§ Natural language region descriptions:
════════
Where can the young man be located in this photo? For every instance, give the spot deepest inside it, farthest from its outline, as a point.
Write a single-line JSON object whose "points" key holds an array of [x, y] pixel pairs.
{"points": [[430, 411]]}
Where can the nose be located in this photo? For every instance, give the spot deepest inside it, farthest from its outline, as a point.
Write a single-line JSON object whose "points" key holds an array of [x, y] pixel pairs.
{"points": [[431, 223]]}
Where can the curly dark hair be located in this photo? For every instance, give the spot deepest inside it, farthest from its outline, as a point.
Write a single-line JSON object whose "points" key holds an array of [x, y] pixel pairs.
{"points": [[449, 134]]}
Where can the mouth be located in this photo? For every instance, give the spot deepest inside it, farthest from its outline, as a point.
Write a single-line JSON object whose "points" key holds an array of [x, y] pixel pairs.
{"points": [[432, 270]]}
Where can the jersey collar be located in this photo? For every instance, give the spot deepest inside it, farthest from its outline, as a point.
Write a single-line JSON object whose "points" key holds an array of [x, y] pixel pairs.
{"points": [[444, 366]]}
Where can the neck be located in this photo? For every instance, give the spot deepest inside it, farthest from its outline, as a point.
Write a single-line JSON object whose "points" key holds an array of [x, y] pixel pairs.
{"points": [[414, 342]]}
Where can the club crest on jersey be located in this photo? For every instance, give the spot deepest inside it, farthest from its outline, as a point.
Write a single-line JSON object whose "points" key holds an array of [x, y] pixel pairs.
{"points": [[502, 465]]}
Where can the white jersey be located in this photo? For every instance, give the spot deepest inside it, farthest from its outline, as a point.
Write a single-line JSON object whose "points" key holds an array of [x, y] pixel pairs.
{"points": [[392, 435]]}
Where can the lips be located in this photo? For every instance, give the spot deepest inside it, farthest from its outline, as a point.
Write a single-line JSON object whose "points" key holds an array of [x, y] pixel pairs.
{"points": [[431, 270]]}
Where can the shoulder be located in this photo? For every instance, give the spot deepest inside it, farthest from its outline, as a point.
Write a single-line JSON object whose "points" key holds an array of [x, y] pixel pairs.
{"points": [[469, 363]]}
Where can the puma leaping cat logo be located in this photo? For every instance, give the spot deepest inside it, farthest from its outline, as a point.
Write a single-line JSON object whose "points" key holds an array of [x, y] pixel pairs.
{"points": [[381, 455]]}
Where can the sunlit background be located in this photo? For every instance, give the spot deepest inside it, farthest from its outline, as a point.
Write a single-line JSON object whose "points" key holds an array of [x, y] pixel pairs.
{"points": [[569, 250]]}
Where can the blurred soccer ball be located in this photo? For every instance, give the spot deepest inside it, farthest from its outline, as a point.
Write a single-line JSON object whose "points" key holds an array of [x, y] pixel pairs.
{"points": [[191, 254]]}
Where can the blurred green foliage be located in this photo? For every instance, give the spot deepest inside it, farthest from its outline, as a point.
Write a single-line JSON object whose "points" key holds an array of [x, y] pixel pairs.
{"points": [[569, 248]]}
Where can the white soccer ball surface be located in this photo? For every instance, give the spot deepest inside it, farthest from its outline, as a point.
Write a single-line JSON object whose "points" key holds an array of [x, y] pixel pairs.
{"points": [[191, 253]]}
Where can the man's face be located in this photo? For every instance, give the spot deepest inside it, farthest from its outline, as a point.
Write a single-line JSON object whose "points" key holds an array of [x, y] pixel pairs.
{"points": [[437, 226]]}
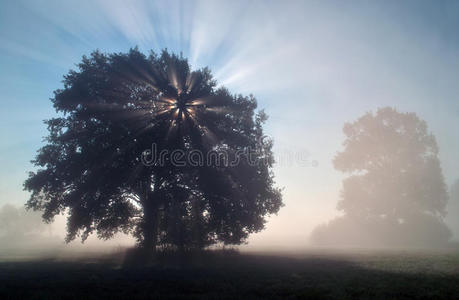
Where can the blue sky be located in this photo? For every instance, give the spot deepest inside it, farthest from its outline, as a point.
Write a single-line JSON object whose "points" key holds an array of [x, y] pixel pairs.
{"points": [[313, 65]]}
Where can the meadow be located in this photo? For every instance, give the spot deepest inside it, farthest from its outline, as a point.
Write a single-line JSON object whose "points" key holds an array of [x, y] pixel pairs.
{"points": [[318, 274]]}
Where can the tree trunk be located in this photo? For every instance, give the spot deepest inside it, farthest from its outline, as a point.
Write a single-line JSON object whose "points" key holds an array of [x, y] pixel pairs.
{"points": [[150, 222]]}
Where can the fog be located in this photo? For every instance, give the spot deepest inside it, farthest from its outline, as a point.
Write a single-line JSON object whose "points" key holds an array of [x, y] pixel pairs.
{"points": [[313, 66]]}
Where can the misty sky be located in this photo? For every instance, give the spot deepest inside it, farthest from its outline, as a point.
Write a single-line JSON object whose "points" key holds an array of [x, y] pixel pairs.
{"points": [[312, 65]]}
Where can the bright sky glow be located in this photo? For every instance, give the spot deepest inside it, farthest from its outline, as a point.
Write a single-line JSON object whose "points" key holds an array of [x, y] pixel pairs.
{"points": [[312, 65]]}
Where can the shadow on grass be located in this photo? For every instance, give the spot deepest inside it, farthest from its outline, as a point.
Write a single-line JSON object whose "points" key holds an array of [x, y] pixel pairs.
{"points": [[216, 274]]}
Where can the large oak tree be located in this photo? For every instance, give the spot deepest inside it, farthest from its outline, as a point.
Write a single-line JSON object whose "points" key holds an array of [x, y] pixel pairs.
{"points": [[111, 111]]}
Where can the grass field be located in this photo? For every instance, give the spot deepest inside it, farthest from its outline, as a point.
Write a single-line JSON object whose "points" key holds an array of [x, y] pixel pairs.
{"points": [[312, 274]]}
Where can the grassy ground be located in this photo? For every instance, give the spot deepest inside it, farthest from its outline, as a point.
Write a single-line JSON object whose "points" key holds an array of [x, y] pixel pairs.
{"points": [[316, 274]]}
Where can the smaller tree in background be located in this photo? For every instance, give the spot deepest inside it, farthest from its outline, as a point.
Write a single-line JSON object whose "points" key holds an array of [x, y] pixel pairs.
{"points": [[395, 192], [452, 219]]}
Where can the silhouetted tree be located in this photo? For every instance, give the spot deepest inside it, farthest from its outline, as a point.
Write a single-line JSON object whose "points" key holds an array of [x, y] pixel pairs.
{"points": [[395, 193], [114, 109]]}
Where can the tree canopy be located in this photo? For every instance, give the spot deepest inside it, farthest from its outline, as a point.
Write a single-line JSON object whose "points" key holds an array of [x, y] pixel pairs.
{"points": [[395, 191], [113, 111]]}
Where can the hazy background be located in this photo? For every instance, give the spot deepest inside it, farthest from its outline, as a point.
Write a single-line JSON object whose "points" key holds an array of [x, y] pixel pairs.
{"points": [[313, 65]]}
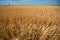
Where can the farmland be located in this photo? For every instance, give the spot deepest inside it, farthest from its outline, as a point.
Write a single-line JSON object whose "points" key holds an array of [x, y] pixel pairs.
{"points": [[30, 22]]}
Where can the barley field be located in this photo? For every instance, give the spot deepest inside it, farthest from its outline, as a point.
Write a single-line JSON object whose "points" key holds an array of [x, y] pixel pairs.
{"points": [[29, 22]]}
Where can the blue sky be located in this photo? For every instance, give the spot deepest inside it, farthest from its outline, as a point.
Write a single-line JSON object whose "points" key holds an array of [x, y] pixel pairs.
{"points": [[30, 2]]}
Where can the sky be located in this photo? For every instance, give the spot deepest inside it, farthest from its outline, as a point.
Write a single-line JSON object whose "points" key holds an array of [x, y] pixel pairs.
{"points": [[30, 2]]}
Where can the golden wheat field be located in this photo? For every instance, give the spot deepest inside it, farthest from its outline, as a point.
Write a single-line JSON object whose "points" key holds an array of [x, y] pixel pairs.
{"points": [[29, 22]]}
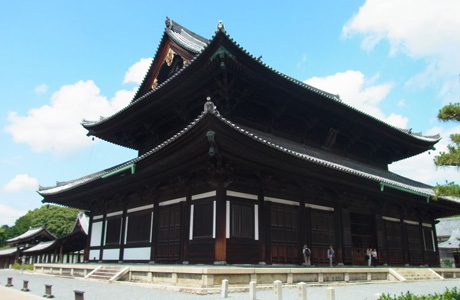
════════
§ What to produce: The response should contain every record above exactly as written, and none of the pictures.

§ Exercise output:
Where can the young man be located in this photo? For every instance, give the spot deepest inside it, farthest from its outline, as a point.
Write a single-line JSON object whose "points" key holds an array of [x, y] pixel pairs.
{"points": [[430, 411]]}
Where can the nose be located in this photo? For every instance, give the spot deepest inside it, farthest from its outline, as a point.
Write a single-line JSON object whose "points" key holds an array of [x, y] pixel pairs.
{"points": [[431, 223]]}
Where can the curly dark hair be located in this photo? For every instance, give the spot deepest inside it, farthest from its outline, as a point.
Write a single-line JSON object whose "points" key holds an array of [x, y] pixel pairs.
{"points": [[449, 134]]}
Where can the mouth be located in this photo? For every instance, give the spot deepest inside it, farthest from its outline, as a point.
Write a single-line JSON object whose "points" key holds an array of [x, y] pixel pairs.
{"points": [[432, 270]]}
Where can the jersey collar be located in this photo? For every instance, give the spot deepest inside it, farthest from its outline, as a point.
Write a single-line JSON object whose "points" key holds an array of [x, y] pixel pairs.
{"points": [[444, 366]]}
Where can the neck be located in this photo? For every instance, give the spot deepest inside it, farthest from its outline, as a point.
Write a single-line JSON object whose "points" key holds an array of [x, y] pixel pairs.
{"points": [[414, 342]]}
Where can the club crest on jersey be located in this photo? For every instance, give the spot deepest inside it, farthest from its outline, as a point.
Write a single-line JSON object whose "points" key holds an array of [x, y] pixel pairs.
{"points": [[502, 465]]}
Where can the white jersey be located in this photo? For every instance, give the spot deepest inside it, farthest from its outline, as a point.
Write a single-line JSON object whose "points" key holds an array of [x, y] pixel pairs.
{"points": [[392, 435]]}
Where can the lips be located in this photo? For every instance, give the spot deepest inside it, farthest from its outline, as a point.
Write a single-line JSON object whose "points" key holds an array of [x, y] pixel pairs.
{"points": [[431, 270]]}
Where can the shoulder be located in this photo? For every instance, give the spot deepest inside it, farthest from its outline, as a point.
Write a single-line JSON object whose "points" key holds an array of [x, y] pixel pairs.
{"points": [[469, 363]]}
Where can the puma leaping cat logo be located in this photo? For every instance, give the spot deepest inside it, farthest from its outline, as a point.
Write a single-line JSON object whose "points" key holds an array of [x, y] pixel pairs.
{"points": [[381, 455]]}
Where can the sunlit background be located in this photo? For every instance, give the spot deepest inside it, farthest from its outline, as a point.
Write a single-line JSON object whose "points" key holds an array of [x, y] pixel pairs.
{"points": [[569, 250]]}
Where can the blurred soccer ball be located in this photo? For every instance, give the spot deepest inside it, farthest from its outline, as a point.
Write a single-line JSON object whose "points" key holds an array of [x, y] pixel pairs.
{"points": [[191, 254]]}
Where can the blurred green foliage be located in this photo? For every instance, give the spot deepest inside it, farthest from its outline, as a point.
Write a single-line JSON object whose "points" key holds an array of [x, y] pixel pairs.
{"points": [[569, 248]]}
Where can the white soccer ball surface be located in this photo? For every instance, give the spot deepest inside it, farthest from its outline, as a point.
Write a single-line JSON object whose "points" key holds an array of [x, y] pixel pairs.
{"points": [[191, 253]]}
Where can the man's face be located in this photo? For every instance, give the spot deepest inside it, farthest from its outline, as a point.
Write a single-line JSON object whose "points" key holds an array of [x, y] pixel pairs.
{"points": [[437, 226]]}
Where can the blue sky be located in this photo? For every instance, give the spot deepest inside it, farthest from its outline, as a point.
Write a single-line JSON object whose "points" key holds an array of [x, y] pixel pairs.
{"points": [[313, 65]]}
Where can the meadow be located in this photo? For every instance, give the spot deepest inside it, farthest from its outline, as a point.
Write a single-line JSON object whose "points" key holds an array of [x, y] pixel pairs.
{"points": [[318, 274]]}
Where can the tree trunk be located in this photo? For every instance, give the spot deepest inside it, farthest from its outline, as a point.
Write a single-line JSON object whose "points" key holds an array of [x, y] pixel pairs.
{"points": [[150, 222]]}
Where can the fog be located in this photo? For every instance, give the spot deepest inside it, farthest from its outline, as a point.
Write a single-line JSON object whose "points" key holds an array of [x, y] pixel pairs.
{"points": [[313, 66]]}
Where can the misty sky be located in this photo? For every instance, give the spot deepest inside it, farthest from its outline, as a point.
Write a single-line JSON object whose "points" key holds an array of [x, y] pixel pairs.
{"points": [[312, 65]]}
Where can the bright sky glow be located in this photo? For every instance, give the spot deepest inside it, farthest from its outline, as a point.
Write a single-line JSON object whose "points" key holds an array of [x, y] pixel pairs.
{"points": [[312, 65]]}
Where can the shadow on grass be located in this photo? For every instance, give the spot deepest inside it, farthest from its outline, as a point.
Write a single-line JSON object whose "points" key holds an array of [x, y] pixel pairs.
{"points": [[216, 274]]}
Where can the large oak tree be located in this photo? For every instance, give the spot deepest inside it, farthest from its outline, as a point.
Write a single-line JSON object whose "points" key holds an array of [x, y] pixel pairs.
{"points": [[111, 111]]}
Where can the grass field be located in this photo? For every instance, give the spot deepest inside it, farthest from its outline, as a point.
Write a single-line JSON object whose "points" key holds an array of [x, y] pixel pairs.
{"points": [[312, 274]]}
Where can the grassy ground be located in this photo? For every instance, give the spot deepest inside it, farthest from its outline, as a point.
Write a single-line JSON object whose "points" key holds an array of [x, y] pixel pairs.
{"points": [[316, 274]]}
Where can the smaller tree in background be located in this photo? For every instance, give the spot deepest inside it, farthest from its outline, as a point.
Write a single-line JSON object whose "points" key holds an array of [x, y] pixel pairs.
{"points": [[395, 192], [452, 219]]}
Where can the silhouetted tree be located in this photo? For every instance, give the spot deepest inside it, farthest from its outline, as a point.
Write a single-line JSON object whose "points" key holds an array of [x, y] pixel pairs.
{"points": [[395, 193], [114, 109]]}
Where can the tree canopy be located in this photo? For every instance, give the spot deepest inside it, farthest from its outline, as a point.
Write a single-line JSON object whose "points" key holds an array of [x, y] pixel pairs.
{"points": [[395, 191], [113, 111]]}
Where can the hazy background be located in this photo? For every instance, give the spot deepest inside it, farthest from its outline, as a point.
Write a single-line JSON object whose "points" key holds an array of [x, y] pixel pairs.
{"points": [[313, 65]]}
Where can the farmland be located in this photo? For every instance, give the spot deepest inside it, farthest from its outline, as a point.
Write a single-line JSON object whose "points" key holds an array of [x, y] pixel pairs.
{"points": [[30, 22]]}
Where can the barley field be located in this photo? For every instance, give the spot deepest inside it, farthest from its outline, as a point.
Write a single-line JSON object whose "points" key holds an array of [x, y] pixel pairs.
{"points": [[29, 22]]}
Where can the blue sky be located in this photo? For every instance, give the spot deepest inside it, farthest from its outline, as a point.
Write a single-line JSON object whose "points" key holds an array of [x, y] pixel pairs.
{"points": [[30, 2]]}
Where can the sky be located in this photo? For every instance, give the spot deepest inside it, farthest from its outline, as a point.
Write a single-line JSON object whose "points" key holds an array of [x, y] pixel pairs.
{"points": [[30, 2]]}
Where can the golden wheat field be located in this photo? For every instance, give the spot deepest inside it, farthest from its outline, as a point.
Write a single-line JSON object whose "points" key holds an array of [x, y] pixel pairs.
{"points": [[29, 22]]}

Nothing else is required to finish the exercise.